- [WHAT YOU WILL DO]: Are you able to quote each entry exactly as written?

- [STORED ROWS]:
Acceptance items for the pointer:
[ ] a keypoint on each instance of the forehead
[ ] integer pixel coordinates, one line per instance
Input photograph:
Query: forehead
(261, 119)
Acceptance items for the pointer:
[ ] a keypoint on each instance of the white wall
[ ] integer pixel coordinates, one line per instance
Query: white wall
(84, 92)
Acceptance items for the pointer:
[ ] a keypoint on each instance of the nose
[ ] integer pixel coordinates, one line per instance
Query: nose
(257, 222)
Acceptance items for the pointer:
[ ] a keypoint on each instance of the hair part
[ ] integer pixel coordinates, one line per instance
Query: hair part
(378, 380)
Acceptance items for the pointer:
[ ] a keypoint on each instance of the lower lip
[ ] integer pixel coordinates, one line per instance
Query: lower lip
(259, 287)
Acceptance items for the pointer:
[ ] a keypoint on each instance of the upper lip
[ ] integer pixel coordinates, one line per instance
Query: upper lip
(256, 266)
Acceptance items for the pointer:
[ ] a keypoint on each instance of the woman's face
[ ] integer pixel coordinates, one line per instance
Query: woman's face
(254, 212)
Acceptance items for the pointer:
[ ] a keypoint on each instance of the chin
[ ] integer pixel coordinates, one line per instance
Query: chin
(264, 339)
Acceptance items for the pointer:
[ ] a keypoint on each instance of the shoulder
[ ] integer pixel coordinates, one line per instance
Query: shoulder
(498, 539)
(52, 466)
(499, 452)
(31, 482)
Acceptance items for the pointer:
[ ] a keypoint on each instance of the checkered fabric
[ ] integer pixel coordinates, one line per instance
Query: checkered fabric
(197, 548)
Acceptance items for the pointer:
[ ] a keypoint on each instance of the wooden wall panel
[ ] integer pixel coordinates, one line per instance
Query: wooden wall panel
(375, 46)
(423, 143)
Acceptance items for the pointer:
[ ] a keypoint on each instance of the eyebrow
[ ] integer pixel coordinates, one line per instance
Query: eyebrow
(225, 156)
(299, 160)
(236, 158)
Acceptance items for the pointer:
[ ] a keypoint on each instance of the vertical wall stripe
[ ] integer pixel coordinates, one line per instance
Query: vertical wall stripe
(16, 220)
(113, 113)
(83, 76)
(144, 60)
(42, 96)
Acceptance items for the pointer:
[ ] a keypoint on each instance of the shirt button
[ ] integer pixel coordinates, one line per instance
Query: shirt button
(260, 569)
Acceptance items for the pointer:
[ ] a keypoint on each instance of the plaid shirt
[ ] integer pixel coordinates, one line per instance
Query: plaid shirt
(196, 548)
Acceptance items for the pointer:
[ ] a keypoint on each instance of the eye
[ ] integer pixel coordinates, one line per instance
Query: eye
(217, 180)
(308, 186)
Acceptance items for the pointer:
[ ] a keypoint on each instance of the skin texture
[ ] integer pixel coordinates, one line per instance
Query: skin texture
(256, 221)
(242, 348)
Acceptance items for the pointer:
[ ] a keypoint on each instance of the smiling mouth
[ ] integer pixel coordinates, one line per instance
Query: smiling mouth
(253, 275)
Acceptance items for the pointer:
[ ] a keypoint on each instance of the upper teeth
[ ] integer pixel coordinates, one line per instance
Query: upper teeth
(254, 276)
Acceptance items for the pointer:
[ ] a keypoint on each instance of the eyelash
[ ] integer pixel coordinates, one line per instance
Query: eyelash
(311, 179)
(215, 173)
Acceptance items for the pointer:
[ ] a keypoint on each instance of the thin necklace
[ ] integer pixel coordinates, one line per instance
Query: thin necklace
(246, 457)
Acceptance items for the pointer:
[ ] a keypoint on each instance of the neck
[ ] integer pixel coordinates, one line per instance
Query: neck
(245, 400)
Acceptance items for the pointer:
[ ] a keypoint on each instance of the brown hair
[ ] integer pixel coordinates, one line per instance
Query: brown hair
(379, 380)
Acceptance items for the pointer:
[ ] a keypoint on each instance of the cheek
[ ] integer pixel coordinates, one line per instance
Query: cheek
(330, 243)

- [RESPONSE]:
Acceptance items for the pointer:
[ ] a keypoint on each instance of the forehead
[ ] integer pixel coordinates, one line per instance
Input photograph:
Query: forehead
(261, 119)
Acceptance items for the pointer:
[ ] a keypoint on each instance of the white wall
[ ] integer pixel coordinates, one line per instance
Query: white wall
(84, 92)
Acceptance items for the pointer:
[ ] a keypoint on each instance of the nose
[ ] integer pixel coordinates, one line per instance
Query: nose
(257, 222)
Acceptance items for the pointer:
[ ] a keypoint on each instance of the hair part
[ ] integer pixel coordinates, one line per instance
Query: hair part
(378, 380)
Acceptance items for the pointer:
[ ] a keypoint on each instance of the lower lip
[ ] integer pixel coordinates, one line per instance
Query: lower lip
(259, 287)
Acceptance items for the pointer:
[ ] a keypoint on each instance of the upper lip
[ ] integer pixel coordinates, one line per instance
Query: upper lip
(256, 266)
Acceptance items for the pointer:
[ ] a keypoint on each instance of the woman's face
[ ] integer pixel coordinates, one line per instance
Query: woman's face
(254, 212)
Acceptance items for the pointer:
[ ] a keypoint on each instance of the chin
[ ] integer pixel coordinates, one line per instance
Query: chin
(264, 339)
Acceptance items for the pointer:
[ ] a keypoint on each instance of the shoulder
[ ] integer pixel coordinates, one line per instance
Query: shoulder
(498, 539)
(52, 466)
(499, 452)
(31, 482)
Acceptance items for the pointer:
[ ] a keypoint on each instance of the checkered fabric
[ ] integer pixel coordinates, one line per instance
Query: checkered fabric
(197, 548)
Acceptance items for the pointer:
[ ] a keypoint on each instance of the wooden wall panel
[ ] integer pixel coordinates, one line per instance
Query: wooden wall panel
(375, 46)
(423, 143)
Acceptance items for the pointer:
[ ] a keypoint on each instance of the eyebrow
[ ] integer pixel coordinates, one line per instance
Query: eyebrow
(225, 156)
(299, 160)
(236, 158)
Acceptance items for the pointer:
[ ] a keypoint on each instance of the vertical wall stripe
[ ] integer pixel coordinates, one line per instance
Query: vertical wall stripe
(16, 220)
(113, 113)
(83, 76)
(144, 60)
(42, 96)
Acceptance items for the pointer:
[ ] a keypoint on each instance of the shirt button
[ ] integer pixel coordinates, one line per instance
Query: shirt button
(260, 569)
Acceptance items for the pointer:
[ ] a keypoint on each instance of the plaid shirt
[ ] integer pixel coordinates, one line per instance
Query: plaid shirt
(196, 548)
Acceptance items for the pointer:
[ ] a keypoint on each instance of the eye
[ ] integer pixel coordinates, one line per instance
Query: eye
(217, 180)
(308, 186)
Acceptance items for the pointer:
[ ] a keypoint on each instance of the skin texture
[ ] integer pixel coordinates, one line per instance
Query: skin texture
(256, 221)
(242, 348)
Acceptance items for the pointer:
[ ] a keypoint on each instance of the smiling mouth
[ ] integer pixel coordinates, one line per instance
Query: smiling mouth
(253, 275)
Acceptance items for the pointer:
[ ] a keypoint on each instance of the upper teeth
[ ] integer pixel coordinates, one line per instance
Query: upper teeth
(254, 276)
Acceptance items for the pointer:
[ ] a keypoint on each instance of the eyelash
[ ] integer pixel coordinates, one line per instance
Query: eyelash
(311, 179)
(215, 173)
Acceptance items for the pointer:
[ ] a keypoint on each instance of the thin necklace
[ ] integer pixel coordinates, one line per instance
Query: thin necklace
(246, 457)
Acceptance items for the pointer:
[ ] a keypoint on each instance of the neck
[ ] integer pixel coordinates, one line per instance
Query: neck
(245, 400)
Acceptance items for the pointer:
[ ] a keypoint on each instance of the brown hair
[ ] integer pixel coordinates, one line per instance
Query: brown hair
(379, 380)
Acceptance items for the pointer:
[ ] a keypoint on each instance of the cheek
[ ] integer pixel coordinates, one line per instance
Query: cheek
(330, 243)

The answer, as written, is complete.